Excerpt:
Recently a young voter wrote: “An Uninformed Vote Is A Wasted Vote.”

While that’s true, it’s actually more sinister, because an uninformed vote results in bad management. Our recent election for the new school addition was an example of just such a vote.

Voters who read the school propaganda were presented with false and misleading facts. Truthful answers and relevant questions weren’t presented to the public.

Two very important questions were avoided.

a) How many actual overcrowded students were there?

b) What would the cumulative tax increase be over the next six years? Will it double our property taxes?

The false and misleading propaganda put out as factual by school supporters was never corrected by the other town’s boards that are supposed to also function as a system of checks and balances for good management.

False: 1) NEASC would pull our school accreditation because of overcrowding. The truth is NEASC is a political organization of high school principals and superintendents, not a state regulatory agency.

False: 2) Without NEASC approval our students would have more difficulty getting into college. I spoke with Charles Phillips of New York (former assistant director of admissions at West Point and currently chairman on a New York school board) about these issues. The truth is, admissions officers look at:

1) High school rank. They know students in the upper one third are capable of doing college level work.

Dataset entries:

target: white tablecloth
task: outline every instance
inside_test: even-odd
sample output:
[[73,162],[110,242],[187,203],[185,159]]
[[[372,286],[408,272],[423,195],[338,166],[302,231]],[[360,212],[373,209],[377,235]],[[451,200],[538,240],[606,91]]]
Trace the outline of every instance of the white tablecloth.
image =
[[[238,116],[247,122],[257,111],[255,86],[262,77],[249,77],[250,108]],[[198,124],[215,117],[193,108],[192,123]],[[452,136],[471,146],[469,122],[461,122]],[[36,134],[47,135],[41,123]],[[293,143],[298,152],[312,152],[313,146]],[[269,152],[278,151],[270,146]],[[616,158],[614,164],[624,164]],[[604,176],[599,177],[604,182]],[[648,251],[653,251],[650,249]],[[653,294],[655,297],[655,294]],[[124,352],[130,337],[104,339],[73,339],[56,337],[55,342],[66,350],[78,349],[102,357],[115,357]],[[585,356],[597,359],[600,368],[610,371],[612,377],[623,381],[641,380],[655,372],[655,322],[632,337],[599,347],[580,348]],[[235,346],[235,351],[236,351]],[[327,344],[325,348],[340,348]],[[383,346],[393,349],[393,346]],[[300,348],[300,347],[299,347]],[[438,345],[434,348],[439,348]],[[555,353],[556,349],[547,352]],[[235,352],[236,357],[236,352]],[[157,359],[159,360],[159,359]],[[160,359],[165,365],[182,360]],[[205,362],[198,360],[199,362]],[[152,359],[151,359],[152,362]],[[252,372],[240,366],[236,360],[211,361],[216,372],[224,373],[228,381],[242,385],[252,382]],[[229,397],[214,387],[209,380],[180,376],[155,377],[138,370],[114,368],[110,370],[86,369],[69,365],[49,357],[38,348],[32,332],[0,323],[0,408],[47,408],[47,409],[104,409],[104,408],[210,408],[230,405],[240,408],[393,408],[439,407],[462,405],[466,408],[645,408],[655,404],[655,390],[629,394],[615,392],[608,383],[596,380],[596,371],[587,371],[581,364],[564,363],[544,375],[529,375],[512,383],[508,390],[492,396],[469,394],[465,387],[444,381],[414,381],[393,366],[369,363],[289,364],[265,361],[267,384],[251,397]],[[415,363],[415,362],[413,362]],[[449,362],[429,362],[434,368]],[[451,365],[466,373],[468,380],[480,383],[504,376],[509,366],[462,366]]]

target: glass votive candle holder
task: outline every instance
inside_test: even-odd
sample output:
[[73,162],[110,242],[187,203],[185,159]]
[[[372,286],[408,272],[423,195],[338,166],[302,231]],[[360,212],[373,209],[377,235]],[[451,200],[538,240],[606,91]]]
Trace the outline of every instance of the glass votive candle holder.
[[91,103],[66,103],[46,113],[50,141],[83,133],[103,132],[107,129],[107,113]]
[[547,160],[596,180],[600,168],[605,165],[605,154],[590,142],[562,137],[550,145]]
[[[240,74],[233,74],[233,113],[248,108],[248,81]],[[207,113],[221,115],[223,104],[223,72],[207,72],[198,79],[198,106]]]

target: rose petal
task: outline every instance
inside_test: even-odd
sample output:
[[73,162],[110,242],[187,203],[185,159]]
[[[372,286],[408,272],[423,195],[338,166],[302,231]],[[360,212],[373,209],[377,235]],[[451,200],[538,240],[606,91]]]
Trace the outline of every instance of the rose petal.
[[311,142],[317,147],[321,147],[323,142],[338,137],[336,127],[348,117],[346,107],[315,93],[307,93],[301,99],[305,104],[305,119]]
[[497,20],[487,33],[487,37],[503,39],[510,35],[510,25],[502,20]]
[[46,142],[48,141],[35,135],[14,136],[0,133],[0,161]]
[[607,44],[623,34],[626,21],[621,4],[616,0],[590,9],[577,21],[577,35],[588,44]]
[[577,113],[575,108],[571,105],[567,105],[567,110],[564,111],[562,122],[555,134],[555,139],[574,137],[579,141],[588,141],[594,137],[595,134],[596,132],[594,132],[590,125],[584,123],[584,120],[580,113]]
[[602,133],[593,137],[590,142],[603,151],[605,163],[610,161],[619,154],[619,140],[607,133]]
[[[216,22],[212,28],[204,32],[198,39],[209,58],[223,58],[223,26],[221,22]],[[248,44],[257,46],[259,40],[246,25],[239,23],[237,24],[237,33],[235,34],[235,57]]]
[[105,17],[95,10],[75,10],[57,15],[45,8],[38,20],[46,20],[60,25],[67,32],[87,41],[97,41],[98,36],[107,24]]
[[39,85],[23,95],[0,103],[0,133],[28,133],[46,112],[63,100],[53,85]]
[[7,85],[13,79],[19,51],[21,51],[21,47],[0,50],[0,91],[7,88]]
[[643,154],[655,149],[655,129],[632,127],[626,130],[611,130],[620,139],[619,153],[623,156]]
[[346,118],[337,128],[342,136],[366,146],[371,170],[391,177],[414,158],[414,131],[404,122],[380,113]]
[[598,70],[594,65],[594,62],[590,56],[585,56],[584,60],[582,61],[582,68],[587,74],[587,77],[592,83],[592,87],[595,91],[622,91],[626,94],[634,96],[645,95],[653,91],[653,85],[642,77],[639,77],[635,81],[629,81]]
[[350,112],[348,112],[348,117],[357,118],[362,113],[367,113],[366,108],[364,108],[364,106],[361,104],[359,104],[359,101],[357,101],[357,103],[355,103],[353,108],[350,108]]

Jobs:
a: Please shorten the paragraph in the school-addition letter that begins "The false and misleading propaganda," keeping its main facts.
b: Write a continuation of the school-addition letter, starting after its last sentence.
The listing has no connection to the school-addition letter.

Answers to the exercises:
a: The town's other boards, meant to serve as checks and balances, never corrected the false and misleading claims that school supporters presented as fact.

b:
2) SAT’s

3) What your teachers say

4) The student’s leadership positions

5) Grades (Because there usually are five different levels of classes and kids get A’s and B’s at every level, grades alone don’t tell much. Also, too many teachers use grade inflation to be liked.)

Another election manipulation. [First Selectman Joe] Borst allowed the schools to use the school emergency phone system (paid for with taxpayer money) to notify only school parents (a select group), to come out and vote. This violates election rules. The vote is supposed to happen on a level playing field based on facts. He’ll get away with this unless someone files a complaint with the State Election Commission.

Additionally, when I talked with parents about the overcrowding issue, I received all kinds of answers. People were confused. Some thought the high school was overcrowded by 400 students. Some quoted school information that said we were 166 students overcrowded. But really we were 123 students overcrowded. At 20 students per classroom that means six classrooms would remedy the overcrowding. And 12 classrooms would probably handle future growth. But what we voted on building was equal to 30-some classrooms, plus installing astroturf, a million-dollar deal that has to be replaced every 18 years and is also known to have lead contamination problems. This, too, was never adequately discussed.

[Board of Education Chair] Elaine McClure didn’t function to provide balance between the town and schools for the best education the majority could afford. She instead acted as the schools’ empire builder and union organizer. Unfortunately, with the rising fuel costs and resultant inflation of every cost the probable overrun of this addition will run another $8 million. And we have not got to the center school roof that has to be addressed next year.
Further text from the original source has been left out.